(Image-backed grounding data)

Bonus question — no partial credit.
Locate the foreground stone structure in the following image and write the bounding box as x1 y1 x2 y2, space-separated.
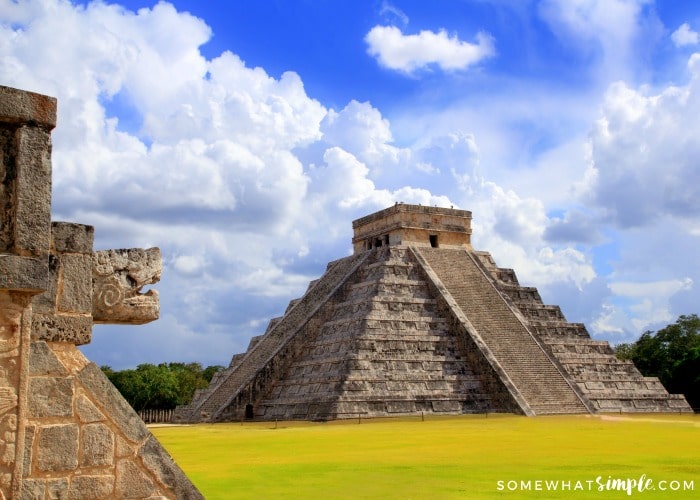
0 86 202 498
176 204 691 422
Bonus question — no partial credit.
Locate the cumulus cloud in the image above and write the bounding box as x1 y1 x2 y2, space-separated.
585 55 700 227
320 100 407 171
671 23 699 47
365 25 495 74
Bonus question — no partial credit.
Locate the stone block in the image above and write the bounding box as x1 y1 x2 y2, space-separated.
67 475 113 499
0 85 57 128
58 253 92 313
19 479 45 500
47 479 69 499
76 363 149 444
28 341 67 376
32 313 92 345
0 255 48 293
76 394 105 423
28 377 73 418
22 425 35 477
140 436 204 500
50 222 94 254
80 423 114 467
115 459 155 498
36 424 79 472
14 126 52 258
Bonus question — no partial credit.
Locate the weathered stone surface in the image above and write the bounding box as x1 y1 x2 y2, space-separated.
14 126 52 258
92 248 161 325
115 459 155 498
36 424 79 472
28 377 73 418
50 222 94 254
0 255 48 293
75 394 105 423
67 475 114 499
77 363 150 444
80 423 114 467
141 436 205 500
47 478 69 499
19 479 44 500
32 313 92 345
2 85 202 499
58 253 92 313
0 85 57 128
28 341 67 376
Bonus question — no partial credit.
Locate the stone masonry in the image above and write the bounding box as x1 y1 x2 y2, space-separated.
176 203 691 422
0 85 202 499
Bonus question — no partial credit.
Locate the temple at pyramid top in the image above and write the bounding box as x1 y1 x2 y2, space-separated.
352 203 472 253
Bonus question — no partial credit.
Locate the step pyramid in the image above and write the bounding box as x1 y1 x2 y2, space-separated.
174 204 691 422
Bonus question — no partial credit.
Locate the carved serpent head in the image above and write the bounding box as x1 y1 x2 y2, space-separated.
92 248 161 325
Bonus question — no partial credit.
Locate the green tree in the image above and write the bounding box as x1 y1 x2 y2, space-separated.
616 314 700 410
102 362 223 411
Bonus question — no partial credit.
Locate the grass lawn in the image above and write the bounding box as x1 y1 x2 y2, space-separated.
151 413 699 499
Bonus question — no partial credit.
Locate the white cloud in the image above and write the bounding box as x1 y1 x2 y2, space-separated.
365 25 495 74
379 1 409 27
538 0 659 80
585 54 700 227
321 100 407 171
671 23 699 47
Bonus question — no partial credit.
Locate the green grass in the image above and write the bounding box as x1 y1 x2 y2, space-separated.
151 413 700 499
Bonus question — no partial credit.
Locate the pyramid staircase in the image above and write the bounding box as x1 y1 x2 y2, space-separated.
472 252 693 413
413 247 591 415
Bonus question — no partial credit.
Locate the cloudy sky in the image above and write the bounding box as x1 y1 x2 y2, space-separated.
2 0 699 369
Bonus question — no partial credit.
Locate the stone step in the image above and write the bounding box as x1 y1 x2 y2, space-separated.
415 247 589 415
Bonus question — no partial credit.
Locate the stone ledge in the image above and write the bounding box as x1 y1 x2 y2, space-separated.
0 85 57 128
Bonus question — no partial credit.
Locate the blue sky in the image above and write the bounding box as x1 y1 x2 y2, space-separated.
2 0 700 369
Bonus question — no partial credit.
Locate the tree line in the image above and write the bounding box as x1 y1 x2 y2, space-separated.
101 362 224 411
615 314 699 410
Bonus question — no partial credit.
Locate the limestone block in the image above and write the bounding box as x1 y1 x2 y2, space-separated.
47 478 69 499
28 377 74 418
19 479 45 500
0 255 48 293
76 363 149 444
140 436 205 500
14 126 52 257
28 341 67 376
67 475 114 499
80 423 114 467
36 424 79 472
50 222 94 254
115 459 155 498
32 313 92 345
58 253 92 313
0 86 57 128
22 425 34 478
75 394 105 423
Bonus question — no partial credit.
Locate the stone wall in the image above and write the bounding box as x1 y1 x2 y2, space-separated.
0 85 203 499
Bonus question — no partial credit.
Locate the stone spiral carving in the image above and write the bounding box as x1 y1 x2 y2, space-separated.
92 248 161 325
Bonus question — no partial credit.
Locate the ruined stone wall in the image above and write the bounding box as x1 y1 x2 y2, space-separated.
0 85 203 499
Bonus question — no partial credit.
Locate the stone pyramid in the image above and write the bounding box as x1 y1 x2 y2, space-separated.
174 204 691 422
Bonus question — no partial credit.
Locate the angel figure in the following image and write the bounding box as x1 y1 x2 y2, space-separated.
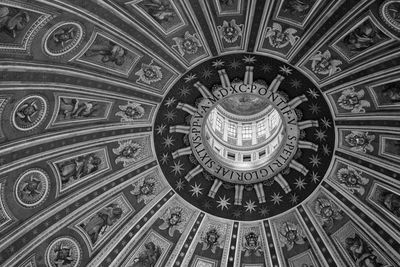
337 88 370 113
310 50 342 76
265 22 299 48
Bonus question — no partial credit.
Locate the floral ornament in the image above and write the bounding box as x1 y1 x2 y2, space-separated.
172 31 202 56
309 50 342 76
337 88 370 113
113 140 143 167
201 228 224 253
336 167 369 196
217 19 243 44
159 206 186 237
135 59 163 85
130 176 158 204
243 232 262 257
265 22 300 48
116 101 145 122
344 131 375 153
314 198 343 229
278 222 306 251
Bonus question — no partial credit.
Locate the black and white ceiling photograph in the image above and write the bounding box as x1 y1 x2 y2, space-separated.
0 0 400 266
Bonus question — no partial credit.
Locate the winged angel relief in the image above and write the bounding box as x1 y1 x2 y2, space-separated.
265 22 300 48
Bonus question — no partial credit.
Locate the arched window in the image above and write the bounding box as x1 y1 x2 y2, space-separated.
228 122 237 137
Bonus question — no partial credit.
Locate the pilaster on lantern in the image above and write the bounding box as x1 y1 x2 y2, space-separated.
169 125 190 134
254 183 266 203
289 160 309 176
298 140 318 151
274 174 291 193
234 184 244 205
269 74 285 93
244 66 254 86
208 179 223 198
288 95 308 109
172 147 192 159
218 69 231 89
176 102 197 115
298 120 319 130
194 81 213 99
184 165 203 182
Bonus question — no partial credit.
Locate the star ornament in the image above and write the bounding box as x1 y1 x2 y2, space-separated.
290 193 299 205
279 65 293 75
290 79 302 89
164 97 176 108
242 55 256 64
309 103 321 114
229 58 241 69
176 179 185 191
294 177 307 190
156 124 166 135
212 59 225 68
216 195 231 210
164 110 176 122
170 160 184 175
244 200 257 213
202 68 213 78
307 88 319 99
184 73 197 83
309 154 321 167
179 86 190 98
160 153 169 165
162 135 175 148
310 171 320 183
322 144 331 156
190 182 203 197
321 117 332 128
314 129 327 142
261 63 272 73
271 192 283 205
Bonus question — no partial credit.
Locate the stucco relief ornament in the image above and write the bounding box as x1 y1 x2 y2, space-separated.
172 31 202 56
116 102 145 122
310 50 342 76
344 131 375 153
12 96 47 131
243 232 262 257
217 19 243 43
46 237 81 267
130 176 158 204
15 169 49 208
337 88 370 113
278 222 306 251
336 167 369 196
135 60 163 85
380 0 400 32
314 198 343 229
113 140 143 167
265 22 300 48
200 228 224 253
159 206 186 237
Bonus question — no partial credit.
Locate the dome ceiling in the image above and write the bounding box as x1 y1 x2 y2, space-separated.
0 0 399 267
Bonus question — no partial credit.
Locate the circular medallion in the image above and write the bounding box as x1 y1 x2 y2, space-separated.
380 0 400 32
46 237 81 267
154 53 335 220
43 22 84 56
12 95 48 131
15 168 50 208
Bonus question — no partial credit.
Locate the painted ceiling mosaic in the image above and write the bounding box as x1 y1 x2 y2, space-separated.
0 0 400 266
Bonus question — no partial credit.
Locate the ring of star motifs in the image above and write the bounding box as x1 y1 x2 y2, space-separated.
154 54 334 221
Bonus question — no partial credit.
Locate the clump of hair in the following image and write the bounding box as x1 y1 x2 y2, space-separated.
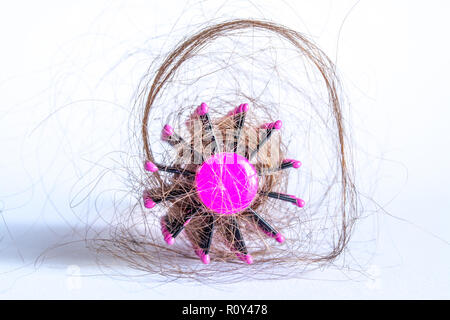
94 19 358 281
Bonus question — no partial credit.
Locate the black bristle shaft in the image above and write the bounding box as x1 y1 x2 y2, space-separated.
246 208 279 238
164 205 201 239
249 127 276 160
260 191 297 204
232 112 247 153
227 216 248 255
156 164 195 177
199 112 220 155
196 214 215 255
149 188 189 204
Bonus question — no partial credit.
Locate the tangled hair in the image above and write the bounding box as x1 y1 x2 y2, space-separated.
96 19 358 281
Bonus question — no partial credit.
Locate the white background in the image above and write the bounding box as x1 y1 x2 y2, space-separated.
0 0 449 299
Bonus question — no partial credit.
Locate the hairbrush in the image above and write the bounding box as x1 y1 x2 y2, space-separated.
143 102 304 264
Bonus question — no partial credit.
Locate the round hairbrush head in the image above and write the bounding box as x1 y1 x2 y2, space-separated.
143 102 304 264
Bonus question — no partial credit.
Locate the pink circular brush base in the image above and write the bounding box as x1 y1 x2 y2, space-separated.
195 152 258 215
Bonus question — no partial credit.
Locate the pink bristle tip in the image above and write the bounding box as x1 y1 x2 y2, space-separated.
196 102 209 116
194 249 210 264
228 103 249 116
293 160 302 168
261 120 282 130
236 253 253 265
275 233 285 243
143 197 155 209
283 159 302 169
201 254 210 265
162 124 174 139
165 236 175 245
274 120 282 129
295 198 305 208
239 103 249 113
160 218 175 245
144 161 158 172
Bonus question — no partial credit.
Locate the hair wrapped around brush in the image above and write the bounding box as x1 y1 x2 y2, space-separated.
103 19 357 280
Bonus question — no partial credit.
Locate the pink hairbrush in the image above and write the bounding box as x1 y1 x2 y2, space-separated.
143 102 304 264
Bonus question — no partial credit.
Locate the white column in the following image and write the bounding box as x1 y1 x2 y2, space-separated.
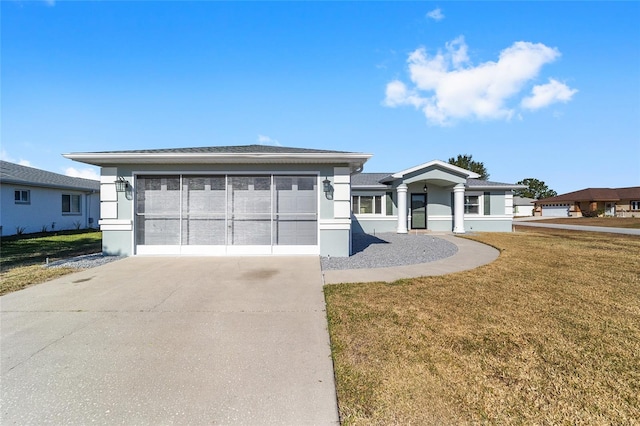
453 183 465 234
396 184 408 234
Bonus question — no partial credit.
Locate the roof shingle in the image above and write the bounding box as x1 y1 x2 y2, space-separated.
0 161 99 191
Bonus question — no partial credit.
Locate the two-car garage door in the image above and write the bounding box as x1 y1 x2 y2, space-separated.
135 174 318 255
540 203 570 217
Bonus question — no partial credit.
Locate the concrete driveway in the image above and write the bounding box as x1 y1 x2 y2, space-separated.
1 257 338 425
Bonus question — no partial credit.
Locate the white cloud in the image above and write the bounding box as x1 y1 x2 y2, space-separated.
426 8 444 21
65 167 100 181
384 37 575 125
521 78 578 110
43 0 55 6
257 134 282 146
1 149 33 167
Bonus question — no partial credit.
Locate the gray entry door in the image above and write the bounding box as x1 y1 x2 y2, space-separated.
411 194 427 229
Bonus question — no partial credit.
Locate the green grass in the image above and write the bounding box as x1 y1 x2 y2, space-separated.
325 229 640 424
0 231 102 295
1 230 102 270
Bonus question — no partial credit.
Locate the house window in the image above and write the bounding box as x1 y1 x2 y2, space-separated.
352 195 382 214
14 190 30 204
62 194 81 214
464 195 480 214
631 201 640 211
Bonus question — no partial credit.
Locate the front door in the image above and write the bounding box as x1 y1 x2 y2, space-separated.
605 202 616 217
411 194 427 229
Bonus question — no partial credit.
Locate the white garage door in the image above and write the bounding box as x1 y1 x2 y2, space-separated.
541 204 569 217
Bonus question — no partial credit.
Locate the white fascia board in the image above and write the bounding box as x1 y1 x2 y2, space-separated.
391 160 481 179
0 179 99 193
63 152 372 172
467 185 527 191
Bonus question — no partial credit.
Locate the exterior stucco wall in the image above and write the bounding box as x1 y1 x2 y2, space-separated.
99 163 353 257
102 230 133 256
464 217 513 232
1 184 99 236
351 216 397 234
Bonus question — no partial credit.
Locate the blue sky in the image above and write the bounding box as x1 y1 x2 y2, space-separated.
2 1 638 194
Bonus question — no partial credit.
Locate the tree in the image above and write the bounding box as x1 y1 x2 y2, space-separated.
447 154 490 180
514 178 558 199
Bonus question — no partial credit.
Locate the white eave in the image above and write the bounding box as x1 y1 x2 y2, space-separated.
63 152 373 173
390 160 481 179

Exercise instructions: Nothing should appear in the answer except the lines from the one containing "Locate the white fascia" to the end of the data above, reproduced exactly.

Result of the task:
Locate the white fascia board in the image above and write the bounding box as x1 y1 x2 y2, space-separated.
391 160 481 179
0 179 99 193
63 152 372 172
467 185 527 191
Bonus question — no partial credit.
Locate the exterior stucco wall in the image above and write the bounding box as x1 y1 x2 y2, space-separated.
99 163 353 257
102 230 133 256
464 217 513 232
1 184 99 236
351 216 397 234
Bonus question — no partial credit.
Locate the blue sky in the image above and write the bounding box as x1 y1 x2 y2, space-separated.
2 1 638 194
Bonus question — no partial credit.
Locate the tree in the image above and write the bounding box as x1 y1 x2 y2, space-separated.
447 154 490 180
514 178 558 199
Bonus question — no partial credit.
Locate the white eave in the image above and write the bounding box as x1 y1 x2 y2, space-separated.
63 152 373 173
390 160 481 179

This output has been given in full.